→ AIM OF THE TASK
Return each of the entries below word for word.

---- DATA FOR THIS TASK

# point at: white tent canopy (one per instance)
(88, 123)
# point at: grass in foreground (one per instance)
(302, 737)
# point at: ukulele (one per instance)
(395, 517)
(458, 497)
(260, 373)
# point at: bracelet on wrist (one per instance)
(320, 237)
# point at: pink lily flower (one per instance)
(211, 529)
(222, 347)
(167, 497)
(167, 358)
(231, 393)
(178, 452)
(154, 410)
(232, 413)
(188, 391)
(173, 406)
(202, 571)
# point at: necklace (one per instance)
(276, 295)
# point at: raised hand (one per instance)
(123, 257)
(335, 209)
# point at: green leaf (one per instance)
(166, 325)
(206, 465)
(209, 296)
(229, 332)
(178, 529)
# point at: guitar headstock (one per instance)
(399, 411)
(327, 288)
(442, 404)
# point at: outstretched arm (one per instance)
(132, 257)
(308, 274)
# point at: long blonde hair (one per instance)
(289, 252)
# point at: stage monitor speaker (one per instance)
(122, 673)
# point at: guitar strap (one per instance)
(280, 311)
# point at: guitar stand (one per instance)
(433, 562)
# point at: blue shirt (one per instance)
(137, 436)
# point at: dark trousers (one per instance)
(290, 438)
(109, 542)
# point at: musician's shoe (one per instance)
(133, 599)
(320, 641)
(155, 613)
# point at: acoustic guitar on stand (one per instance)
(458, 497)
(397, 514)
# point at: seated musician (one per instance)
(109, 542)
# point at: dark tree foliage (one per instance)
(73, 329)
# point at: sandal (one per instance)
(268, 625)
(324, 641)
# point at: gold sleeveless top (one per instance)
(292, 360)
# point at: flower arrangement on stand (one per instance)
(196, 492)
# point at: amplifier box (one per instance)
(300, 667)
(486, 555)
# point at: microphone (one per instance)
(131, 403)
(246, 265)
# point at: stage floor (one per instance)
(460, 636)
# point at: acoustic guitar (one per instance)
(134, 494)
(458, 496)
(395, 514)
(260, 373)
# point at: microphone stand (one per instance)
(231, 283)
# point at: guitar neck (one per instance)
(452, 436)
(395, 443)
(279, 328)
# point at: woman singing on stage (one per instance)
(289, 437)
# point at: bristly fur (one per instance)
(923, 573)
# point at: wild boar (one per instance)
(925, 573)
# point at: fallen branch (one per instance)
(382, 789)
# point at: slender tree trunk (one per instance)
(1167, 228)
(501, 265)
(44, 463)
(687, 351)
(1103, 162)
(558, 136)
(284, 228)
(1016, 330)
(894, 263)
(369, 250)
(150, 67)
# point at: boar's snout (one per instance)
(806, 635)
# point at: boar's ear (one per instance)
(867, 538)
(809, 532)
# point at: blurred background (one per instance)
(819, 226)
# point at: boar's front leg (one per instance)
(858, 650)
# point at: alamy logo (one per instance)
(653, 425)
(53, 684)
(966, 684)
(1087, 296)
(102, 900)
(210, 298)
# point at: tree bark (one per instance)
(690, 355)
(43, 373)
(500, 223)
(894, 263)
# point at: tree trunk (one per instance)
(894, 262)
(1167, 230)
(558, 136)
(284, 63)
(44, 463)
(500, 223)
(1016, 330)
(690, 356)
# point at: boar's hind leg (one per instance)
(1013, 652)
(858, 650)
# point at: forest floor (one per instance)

--------

→ OUTPUT FOR THIS TASK
# point at: white tent canopy (one per instance)
(88, 123)
# point at: grass in foreground (one per instance)
(302, 737)
# point at: ukulele (one per instance)
(395, 517)
(458, 497)
(260, 373)
# point at: bracelet on wrist (one per instance)
(320, 237)
# point at: pink lily flower (one per instance)
(211, 529)
(222, 347)
(167, 497)
(167, 358)
(231, 393)
(178, 452)
(154, 410)
(232, 413)
(188, 391)
(173, 406)
(202, 571)
# point at: necklace (one per instance)
(276, 295)
# point at: raised hand (one per instance)
(123, 257)
(335, 209)
# point at: green leaf (one per instance)
(166, 325)
(206, 465)
(209, 296)
(229, 332)
(178, 529)
# point at: guitar headstock (one per instance)
(399, 411)
(327, 288)
(442, 404)
# point at: outstretched arm (one per instance)
(132, 257)
(308, 274)
# point at: long blonde hair (one per instance)
(289, 252)
# point at: stage monitor speaker (one per instance)
(122, 673)
# point at: guitar strap (one per instance)
(280, 311)
# point at: guitar stand (one per instance)
(433, 562)
# point at: blue shirt (one per instance)
(137, 436)
# point at: dark trousers (one per instance)
(290, 438)
(109, 542)
# point at: musician's shoe (one per instance)
(133, 599)
(320, 641)
(155, 613)
# point at: acoustic guitar on stand (one per instance)
(458, 497)
(397, 514)
# point at: seated musician (one per instance)
(109, 542)
# point at: dark tree foliage (one per instance)
(73, 329)
# point at: sandal (one per instance)
(268, 625)
(324, 641)
# point at: gold sleeveless top (one per instance)
(292, 360)
# point at: flower arrangement on stand (one per instance)
(196, 492)
# point at: amplifier box (one per instance)
(300, 667)
(486, 555)
# point at: microphone (one per instance)
(131, 403)
(246, 265)
# point at: stage floor (one per instance)
(460, 636)
# point at: acoustic guitar (one per instance)
(134, 494)
(458, 496)
(395, 514)
(260, 373)
# point at: microphone stand (one per instance)
(231, 283)
# point at: guitar neck (one per instance)
(452, 436)
(395, 443)
(279, 328)
# point at: woman singing on stage (one per instance)
(289, 437)
# point at: bristly fur (one per instance)
(923, 573)
# point at: wild boar (one per instance)
(925, 573)
# point at: fallen branch (one per instance)
(382, 789)
# point at: slender tree trunk (one per instance)
(1167, 228)
(501, 265)
(44, 463)
(687, 351)
(1103, 162)
(558, 136)
(284, 228)
(1016, 330)
(894, 263)
(369, 250)
(150, 67)
# point at: boar's snout (one per instance)
(806, 635)
# point at: boar's ear (one per instance)
(867, 538)
(809, 532)
# point at: blurred background (one per instance)
(819, 226)
# point at: boar's front leg (one per instance)
(858, 650)
# point at: alamy logo (one per instance)
(653, 425)
(53, 684)
(966, 684)
(1087, 296)
(102, 900)
(210, 298)
# point at: tree bark (one per instance)
(690, 355)
(43, 373)
(500, 223)
(894, 263)
# point at: tree trunk (one per instance)
(894, 262)
(1167, 230)
(558, 136)
(284, 63)
(44, 463)
(500, 223)
(1016, 330)
(690, 356)
# point at: boar's hind leg (one per instance)
(1013, 652)
(858, 650)
# point at: forest floor (one per instance)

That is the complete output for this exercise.